**EXERCISE BRIEF:**
Continue the history of the electric arc from the point where the excerpt ends.

By: Petr Vanýsek
The discovery of an electric arc can be tied to the use of an electrochemical energy source. Sir Humphry Davy described in 1800 an electric discharge using electrochemical cells1 that produced what we would call a spark, rather than an arc. However, in 1808, using an electrochemical battery containing 2000 plates of copper and zinc, he demonstrated an electric arc 8cm long. Davy is also credited with naming the phenomenon an arc (Fig. 1). An electric arc was also discovered independently in 1802 by Russian physicist Vasily Petrov, who also proposed various possible applications including arc welding. There was a long gap between the discovery of the electric arc and putting it to use.
Electrochemical cells were not a practical source to supply a sustained high current for an electric arc. A useful application of this low voltage and high current arc discharge became possible only once mechanical generators were constructed. Charles Francis Brush developed a dynamo, an electric generator, in 1878, that was able to supply electricity for his design of arc lights. Those were deployed first in Philadelphia and by 1881 a number of cities had electric arc public lights. Once that happened, the application and new discoveries for the use of the electric arc followed. Electric arc for illumination was certainly in the forefront. First, electric light extended greatly the human activities into the night and second, public street electric lights, attracting masses of spectators, were the source of admiration, inspiration, and no doubt, more invention.

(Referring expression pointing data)
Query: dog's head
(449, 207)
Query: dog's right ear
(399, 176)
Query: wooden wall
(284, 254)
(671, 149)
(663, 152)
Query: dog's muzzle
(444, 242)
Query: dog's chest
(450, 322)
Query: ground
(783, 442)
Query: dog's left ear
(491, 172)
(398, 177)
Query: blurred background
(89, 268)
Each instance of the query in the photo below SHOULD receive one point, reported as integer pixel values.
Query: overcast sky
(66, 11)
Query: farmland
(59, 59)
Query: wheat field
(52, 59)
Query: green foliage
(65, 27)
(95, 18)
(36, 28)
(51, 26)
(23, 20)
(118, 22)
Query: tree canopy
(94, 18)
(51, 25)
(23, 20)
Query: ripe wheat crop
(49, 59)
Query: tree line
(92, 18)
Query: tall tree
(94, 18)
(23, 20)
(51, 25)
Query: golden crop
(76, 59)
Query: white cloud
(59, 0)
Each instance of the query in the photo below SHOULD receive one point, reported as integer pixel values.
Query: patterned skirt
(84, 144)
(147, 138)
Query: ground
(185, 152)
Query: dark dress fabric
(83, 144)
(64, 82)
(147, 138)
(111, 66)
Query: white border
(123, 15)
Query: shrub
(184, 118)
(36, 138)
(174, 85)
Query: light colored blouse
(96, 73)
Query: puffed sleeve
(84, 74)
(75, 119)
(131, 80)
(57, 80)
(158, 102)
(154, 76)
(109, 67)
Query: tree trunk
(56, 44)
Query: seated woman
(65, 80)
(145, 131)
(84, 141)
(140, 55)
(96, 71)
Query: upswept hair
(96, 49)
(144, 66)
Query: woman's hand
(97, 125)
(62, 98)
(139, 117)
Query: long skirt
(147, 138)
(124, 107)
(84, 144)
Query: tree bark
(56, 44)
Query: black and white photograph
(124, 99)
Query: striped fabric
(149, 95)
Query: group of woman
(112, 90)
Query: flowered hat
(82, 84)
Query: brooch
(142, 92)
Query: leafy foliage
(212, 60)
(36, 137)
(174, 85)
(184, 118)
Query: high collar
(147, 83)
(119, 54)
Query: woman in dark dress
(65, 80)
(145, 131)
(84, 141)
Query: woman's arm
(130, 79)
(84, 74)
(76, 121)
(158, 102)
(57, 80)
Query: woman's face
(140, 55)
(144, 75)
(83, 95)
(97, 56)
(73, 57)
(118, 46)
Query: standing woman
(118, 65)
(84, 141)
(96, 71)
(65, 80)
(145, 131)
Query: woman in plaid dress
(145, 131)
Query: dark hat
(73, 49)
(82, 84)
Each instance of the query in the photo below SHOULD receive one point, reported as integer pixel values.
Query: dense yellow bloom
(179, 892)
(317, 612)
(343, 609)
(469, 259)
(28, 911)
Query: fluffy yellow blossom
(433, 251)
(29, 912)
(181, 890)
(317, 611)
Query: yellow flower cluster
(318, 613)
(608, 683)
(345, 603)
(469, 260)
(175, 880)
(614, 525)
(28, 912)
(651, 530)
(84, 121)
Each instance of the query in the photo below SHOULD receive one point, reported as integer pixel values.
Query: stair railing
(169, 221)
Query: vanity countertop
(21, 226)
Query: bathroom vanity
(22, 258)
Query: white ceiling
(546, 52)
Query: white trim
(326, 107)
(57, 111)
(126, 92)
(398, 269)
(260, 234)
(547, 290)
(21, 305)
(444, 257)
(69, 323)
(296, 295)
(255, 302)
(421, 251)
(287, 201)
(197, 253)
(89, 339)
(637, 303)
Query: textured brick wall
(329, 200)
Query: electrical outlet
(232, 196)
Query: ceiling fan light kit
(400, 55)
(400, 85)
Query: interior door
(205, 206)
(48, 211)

**OUTPUT FOR THIS TASK:**
The electric arc became an essential tool leading to a number of discoveries in science and technology and to a number of technological processes. In the anglophone and certainly in the American awareness of the invention of artificial light, it is Edison and the light bulb that come to mind; without doubt the light bulb evokes the notion of the glass envelope of Edison’s construction. But the invention of useful artificial electric light precedes Edison’s patent of a carbon filament of 1879 by a few years. Before the light bulb, electric arc lighting became quickly popular, but it had many disadvantages. Among these, the most significant was that the graphite rods, as they burned off, became shorter, the distance between them longer, and the arc eventually flamed out. Pavel Yablochkov came up with a design for how to move the rods closer, in an automated fashion, to maintain a constant arc. He received in 1876 a French patent for this self-regulated electric arc lighting design. The high temperature in the arc made it useful for lighting, but made it equally useful for many technical operations as well. Electric arc welding became practical and was demonstrated at the International Exposition of Electricity in Paris in 1881. Heating and melting with an arc was practiced around that time as well. The heat, melting, and simultaneous electrochemistry in the melt led to aluminum preparation by Hall and Heroult, in 1886 and 1888, respectively.2 Various experiments with electric arc followed, one of which led to the great discovery of Edward Goodrich Acheson, who invented manufacturing of carborundum and patented the process in 1893.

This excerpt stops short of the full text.